• Passage provided:
Updated the eqn for computing Delta. Now get roughly the right f.

diff --git a/src/tools/gmx_dos.c b/src/tools/gmx_dos.c
index 11bdaebf9f7a8dae3bbe89c82c6d9e8b114d367c..fcbdcabc19d766bb953637a8e13f80a99a1eb550 100644 (file)
--- a/src/tools/gmx_dos.c
+++ b/src/tools/gmx_dos.c
@@ -146,7 +146,7 @@ int gmx_dos(int argc,char *argv[])
     const char *bugs[] = {
         "This program needs a lot of memory: total usage equals the number of atoms times 3 times number of frames times 4 (or 8 when run in double precision)."
     };
-    FILE       *fp;
+    FILE       *fp,*fplog;
     t_topology top;
     int        ePBC=-1;
     t_trxframe fr;
@@ -160,7 +160,7 @@ int gmx_dos(int argc,char *argv[])

• Written task A:
Answer these about the gmx_dos.c commit diff:
(i) According to the commit message, which equation was updated?
(ii) In the bugs note, what number replaces 4 when the program runs in double precision?
(iii) Which variable does the changed FILE declaration add alongside fp?
• Written task B: Transcribe the gmx_dos.c commit diff, starting with "--- a/src/tools/gmx_dos.c" and going on through "-160,7 +160,7 @@ int gmx_dos(int argc,char *argv[])".

[Dataset rows]

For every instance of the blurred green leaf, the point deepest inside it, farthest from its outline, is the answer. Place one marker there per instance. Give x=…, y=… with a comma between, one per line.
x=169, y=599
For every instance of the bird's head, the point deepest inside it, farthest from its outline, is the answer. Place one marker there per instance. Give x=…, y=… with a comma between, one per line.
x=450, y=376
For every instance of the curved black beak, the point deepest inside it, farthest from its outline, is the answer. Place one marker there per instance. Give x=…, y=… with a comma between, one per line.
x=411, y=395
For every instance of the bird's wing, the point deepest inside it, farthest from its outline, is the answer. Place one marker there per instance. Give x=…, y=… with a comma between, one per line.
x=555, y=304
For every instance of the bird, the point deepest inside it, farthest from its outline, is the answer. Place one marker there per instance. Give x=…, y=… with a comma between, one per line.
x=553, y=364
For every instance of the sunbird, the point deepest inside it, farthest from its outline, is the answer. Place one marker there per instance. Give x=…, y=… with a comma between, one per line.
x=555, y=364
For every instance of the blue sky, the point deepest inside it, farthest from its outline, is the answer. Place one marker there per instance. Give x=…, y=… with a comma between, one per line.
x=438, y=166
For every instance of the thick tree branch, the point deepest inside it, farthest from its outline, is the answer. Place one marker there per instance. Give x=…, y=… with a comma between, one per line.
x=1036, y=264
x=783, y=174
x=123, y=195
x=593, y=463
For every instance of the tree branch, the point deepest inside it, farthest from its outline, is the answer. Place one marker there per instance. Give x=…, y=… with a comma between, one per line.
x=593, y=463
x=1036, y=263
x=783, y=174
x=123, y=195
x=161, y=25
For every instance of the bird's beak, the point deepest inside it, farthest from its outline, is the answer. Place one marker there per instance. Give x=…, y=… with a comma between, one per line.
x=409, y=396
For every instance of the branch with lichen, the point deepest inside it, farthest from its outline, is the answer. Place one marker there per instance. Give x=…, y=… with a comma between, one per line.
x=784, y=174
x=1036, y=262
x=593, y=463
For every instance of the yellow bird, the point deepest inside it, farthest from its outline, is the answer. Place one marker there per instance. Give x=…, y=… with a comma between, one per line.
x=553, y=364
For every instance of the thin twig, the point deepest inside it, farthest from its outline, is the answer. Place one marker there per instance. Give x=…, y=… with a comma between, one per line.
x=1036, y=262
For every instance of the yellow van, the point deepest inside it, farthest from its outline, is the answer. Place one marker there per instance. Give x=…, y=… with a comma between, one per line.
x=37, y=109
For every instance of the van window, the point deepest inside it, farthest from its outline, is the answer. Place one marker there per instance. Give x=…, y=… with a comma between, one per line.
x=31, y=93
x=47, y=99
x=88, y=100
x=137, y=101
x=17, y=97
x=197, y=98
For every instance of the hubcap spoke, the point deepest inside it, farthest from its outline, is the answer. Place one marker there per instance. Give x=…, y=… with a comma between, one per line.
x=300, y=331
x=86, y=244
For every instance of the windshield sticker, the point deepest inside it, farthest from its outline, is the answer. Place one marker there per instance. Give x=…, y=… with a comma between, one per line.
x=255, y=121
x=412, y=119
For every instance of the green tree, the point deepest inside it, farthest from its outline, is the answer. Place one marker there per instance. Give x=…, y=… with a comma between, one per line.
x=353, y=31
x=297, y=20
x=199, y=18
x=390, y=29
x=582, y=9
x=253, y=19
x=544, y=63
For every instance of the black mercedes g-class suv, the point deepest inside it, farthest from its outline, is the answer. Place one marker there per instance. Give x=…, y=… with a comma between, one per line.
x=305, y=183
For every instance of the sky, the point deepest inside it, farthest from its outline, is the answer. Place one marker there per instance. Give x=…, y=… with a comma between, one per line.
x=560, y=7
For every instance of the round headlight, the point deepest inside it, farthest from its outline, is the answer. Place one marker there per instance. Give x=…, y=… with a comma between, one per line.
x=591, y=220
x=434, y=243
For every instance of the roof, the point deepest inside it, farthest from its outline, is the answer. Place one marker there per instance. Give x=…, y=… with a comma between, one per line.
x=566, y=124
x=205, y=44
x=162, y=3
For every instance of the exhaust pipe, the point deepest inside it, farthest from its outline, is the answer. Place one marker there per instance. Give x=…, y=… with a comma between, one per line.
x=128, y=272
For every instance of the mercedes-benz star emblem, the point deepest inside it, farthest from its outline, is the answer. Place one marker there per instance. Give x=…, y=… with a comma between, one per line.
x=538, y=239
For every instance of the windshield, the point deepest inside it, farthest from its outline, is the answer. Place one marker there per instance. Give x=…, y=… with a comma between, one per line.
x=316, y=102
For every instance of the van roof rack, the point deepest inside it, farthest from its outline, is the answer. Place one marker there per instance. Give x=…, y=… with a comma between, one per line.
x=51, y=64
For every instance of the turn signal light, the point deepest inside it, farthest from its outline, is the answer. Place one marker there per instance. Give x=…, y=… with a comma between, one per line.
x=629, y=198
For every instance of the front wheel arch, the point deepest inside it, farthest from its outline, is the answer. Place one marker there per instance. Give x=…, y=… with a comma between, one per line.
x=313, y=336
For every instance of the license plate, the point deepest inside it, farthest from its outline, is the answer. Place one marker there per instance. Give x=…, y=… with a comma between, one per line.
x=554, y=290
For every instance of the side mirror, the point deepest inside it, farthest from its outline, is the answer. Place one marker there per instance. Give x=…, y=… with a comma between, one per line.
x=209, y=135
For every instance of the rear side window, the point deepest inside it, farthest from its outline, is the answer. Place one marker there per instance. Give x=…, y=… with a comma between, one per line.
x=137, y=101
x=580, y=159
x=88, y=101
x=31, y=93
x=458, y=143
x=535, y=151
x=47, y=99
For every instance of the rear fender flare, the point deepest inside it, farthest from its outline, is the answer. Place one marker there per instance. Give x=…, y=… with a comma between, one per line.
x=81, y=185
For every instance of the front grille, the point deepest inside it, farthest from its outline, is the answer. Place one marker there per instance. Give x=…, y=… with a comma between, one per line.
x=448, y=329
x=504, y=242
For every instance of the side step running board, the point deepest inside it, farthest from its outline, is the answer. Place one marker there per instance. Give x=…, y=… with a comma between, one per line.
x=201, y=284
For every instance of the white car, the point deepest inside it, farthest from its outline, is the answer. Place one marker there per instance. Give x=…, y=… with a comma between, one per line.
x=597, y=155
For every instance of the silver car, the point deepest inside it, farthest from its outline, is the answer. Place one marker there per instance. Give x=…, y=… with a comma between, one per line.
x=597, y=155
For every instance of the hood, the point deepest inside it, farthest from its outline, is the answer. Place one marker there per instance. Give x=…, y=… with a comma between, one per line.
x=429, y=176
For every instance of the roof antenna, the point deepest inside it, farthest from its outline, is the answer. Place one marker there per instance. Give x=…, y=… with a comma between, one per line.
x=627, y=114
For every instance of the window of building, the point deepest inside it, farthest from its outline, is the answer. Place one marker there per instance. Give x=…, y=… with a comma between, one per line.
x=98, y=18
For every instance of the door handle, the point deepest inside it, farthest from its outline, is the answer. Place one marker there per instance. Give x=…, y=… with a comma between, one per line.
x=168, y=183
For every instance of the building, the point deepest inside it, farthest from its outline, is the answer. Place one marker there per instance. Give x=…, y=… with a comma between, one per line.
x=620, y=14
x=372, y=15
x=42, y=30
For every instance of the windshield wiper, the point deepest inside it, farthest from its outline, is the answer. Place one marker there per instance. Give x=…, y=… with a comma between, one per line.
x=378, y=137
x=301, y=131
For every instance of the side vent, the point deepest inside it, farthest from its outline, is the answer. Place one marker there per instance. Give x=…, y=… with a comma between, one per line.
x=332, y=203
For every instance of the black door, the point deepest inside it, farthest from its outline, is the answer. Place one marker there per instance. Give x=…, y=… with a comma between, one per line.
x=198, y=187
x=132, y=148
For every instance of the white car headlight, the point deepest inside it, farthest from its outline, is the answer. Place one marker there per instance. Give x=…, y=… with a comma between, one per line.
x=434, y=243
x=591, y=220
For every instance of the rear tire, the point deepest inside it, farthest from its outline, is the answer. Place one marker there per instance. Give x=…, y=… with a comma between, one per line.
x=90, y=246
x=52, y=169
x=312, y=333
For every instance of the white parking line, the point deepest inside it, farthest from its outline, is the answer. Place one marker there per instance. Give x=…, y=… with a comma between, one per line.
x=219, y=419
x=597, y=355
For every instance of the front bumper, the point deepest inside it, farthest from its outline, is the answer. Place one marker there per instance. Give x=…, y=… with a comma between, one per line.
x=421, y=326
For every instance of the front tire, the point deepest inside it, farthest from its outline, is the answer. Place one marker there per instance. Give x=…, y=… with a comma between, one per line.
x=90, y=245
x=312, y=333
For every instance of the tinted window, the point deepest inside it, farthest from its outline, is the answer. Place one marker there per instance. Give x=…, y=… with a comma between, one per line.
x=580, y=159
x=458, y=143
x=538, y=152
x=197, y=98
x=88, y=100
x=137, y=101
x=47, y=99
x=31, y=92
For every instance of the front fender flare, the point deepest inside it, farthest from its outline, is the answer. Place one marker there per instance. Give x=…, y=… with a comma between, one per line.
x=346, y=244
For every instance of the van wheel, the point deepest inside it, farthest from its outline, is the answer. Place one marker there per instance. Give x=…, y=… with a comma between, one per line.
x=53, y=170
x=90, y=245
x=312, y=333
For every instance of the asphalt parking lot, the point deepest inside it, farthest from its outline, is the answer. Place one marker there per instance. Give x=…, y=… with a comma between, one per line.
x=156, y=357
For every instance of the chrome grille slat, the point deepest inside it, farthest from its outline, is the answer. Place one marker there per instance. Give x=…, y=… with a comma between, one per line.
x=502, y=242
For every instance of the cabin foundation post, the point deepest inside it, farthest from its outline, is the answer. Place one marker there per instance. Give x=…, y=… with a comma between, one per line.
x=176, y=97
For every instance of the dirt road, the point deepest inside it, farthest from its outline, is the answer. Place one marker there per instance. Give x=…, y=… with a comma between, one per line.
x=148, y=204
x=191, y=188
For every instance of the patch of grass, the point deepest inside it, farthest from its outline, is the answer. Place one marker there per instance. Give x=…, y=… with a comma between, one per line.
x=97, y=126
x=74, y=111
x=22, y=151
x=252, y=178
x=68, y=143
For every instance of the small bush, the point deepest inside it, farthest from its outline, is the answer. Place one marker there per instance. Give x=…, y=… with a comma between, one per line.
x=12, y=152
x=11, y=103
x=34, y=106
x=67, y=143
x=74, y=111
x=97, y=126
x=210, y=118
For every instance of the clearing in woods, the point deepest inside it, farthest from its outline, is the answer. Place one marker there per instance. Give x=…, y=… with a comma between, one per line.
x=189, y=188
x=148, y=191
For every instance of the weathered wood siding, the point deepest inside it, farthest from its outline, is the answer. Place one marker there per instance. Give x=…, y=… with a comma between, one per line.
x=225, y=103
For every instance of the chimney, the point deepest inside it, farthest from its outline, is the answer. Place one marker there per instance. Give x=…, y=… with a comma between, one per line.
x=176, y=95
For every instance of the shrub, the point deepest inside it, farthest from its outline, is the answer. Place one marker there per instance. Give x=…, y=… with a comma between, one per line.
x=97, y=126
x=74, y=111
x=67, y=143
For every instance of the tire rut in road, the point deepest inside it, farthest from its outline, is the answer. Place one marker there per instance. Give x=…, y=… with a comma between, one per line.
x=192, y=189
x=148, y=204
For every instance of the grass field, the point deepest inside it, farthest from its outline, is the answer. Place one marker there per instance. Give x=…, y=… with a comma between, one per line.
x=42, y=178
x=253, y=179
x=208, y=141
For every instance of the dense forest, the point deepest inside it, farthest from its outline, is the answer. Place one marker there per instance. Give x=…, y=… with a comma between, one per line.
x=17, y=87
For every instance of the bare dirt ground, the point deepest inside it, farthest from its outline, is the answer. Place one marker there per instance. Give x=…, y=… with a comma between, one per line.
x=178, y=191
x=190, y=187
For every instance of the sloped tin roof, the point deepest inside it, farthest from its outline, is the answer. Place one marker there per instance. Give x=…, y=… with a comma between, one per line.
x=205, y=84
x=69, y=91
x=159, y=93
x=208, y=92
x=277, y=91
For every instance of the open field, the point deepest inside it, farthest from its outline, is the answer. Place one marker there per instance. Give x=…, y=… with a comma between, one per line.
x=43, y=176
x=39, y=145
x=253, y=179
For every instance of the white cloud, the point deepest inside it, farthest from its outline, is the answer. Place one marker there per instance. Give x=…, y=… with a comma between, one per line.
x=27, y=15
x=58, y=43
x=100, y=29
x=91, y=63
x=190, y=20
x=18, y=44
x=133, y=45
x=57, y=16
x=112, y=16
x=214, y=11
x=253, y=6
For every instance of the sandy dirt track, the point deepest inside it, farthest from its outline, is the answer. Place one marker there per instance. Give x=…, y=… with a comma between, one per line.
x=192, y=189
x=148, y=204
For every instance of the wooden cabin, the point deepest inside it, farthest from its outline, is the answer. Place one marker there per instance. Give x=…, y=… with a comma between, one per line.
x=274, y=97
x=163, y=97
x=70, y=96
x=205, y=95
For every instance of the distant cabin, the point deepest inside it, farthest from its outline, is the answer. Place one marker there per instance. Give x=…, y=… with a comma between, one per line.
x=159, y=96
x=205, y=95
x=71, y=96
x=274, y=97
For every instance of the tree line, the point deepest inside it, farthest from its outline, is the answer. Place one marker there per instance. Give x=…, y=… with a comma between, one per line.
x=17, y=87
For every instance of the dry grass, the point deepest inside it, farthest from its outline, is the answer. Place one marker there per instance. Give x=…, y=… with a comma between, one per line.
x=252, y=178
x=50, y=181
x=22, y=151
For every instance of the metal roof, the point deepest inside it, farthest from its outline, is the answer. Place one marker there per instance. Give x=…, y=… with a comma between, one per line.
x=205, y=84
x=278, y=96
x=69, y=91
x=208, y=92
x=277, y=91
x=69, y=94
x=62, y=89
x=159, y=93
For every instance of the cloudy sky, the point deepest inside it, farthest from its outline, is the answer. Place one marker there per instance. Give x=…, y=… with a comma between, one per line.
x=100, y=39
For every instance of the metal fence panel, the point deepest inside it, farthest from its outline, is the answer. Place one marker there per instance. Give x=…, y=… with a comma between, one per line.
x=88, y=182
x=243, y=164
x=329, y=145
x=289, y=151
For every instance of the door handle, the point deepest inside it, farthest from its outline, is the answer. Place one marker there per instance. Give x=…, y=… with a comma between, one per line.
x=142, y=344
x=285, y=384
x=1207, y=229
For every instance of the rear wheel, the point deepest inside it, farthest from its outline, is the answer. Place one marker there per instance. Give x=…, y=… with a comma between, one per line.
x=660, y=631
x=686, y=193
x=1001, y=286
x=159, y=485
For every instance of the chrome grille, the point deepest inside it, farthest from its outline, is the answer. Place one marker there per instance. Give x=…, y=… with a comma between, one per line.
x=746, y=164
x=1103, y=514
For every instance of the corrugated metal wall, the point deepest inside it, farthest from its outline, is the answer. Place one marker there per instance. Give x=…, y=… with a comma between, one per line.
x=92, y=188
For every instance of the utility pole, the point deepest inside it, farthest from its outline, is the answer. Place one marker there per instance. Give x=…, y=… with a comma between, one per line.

• Full response A:
(i) The equation for computing Delta.
(ii) 8.
(iii) fplog.

• Full response B:
--- a/src/tools/gmx_dos.c
+++ b/src/tools/gmx_dos.c
@@ -146,7 +146,7 @@ int gmx_dos(int argc,char *argv[])
     const char *bugs[] = {
         "This program needs a lot of memory: total usage equals the number of atoms times 3 times number of frames times 4 (or 8 when run in double precision)."
     };
-    FILE       *fp;
+    FILE       *fp,*fplog;
     t_topology top;
     int        ePBC=-1;
     t_trxframe fr;
@@ -160,7 +160,7 @@ int gmx_dos(int argc,char *argv[])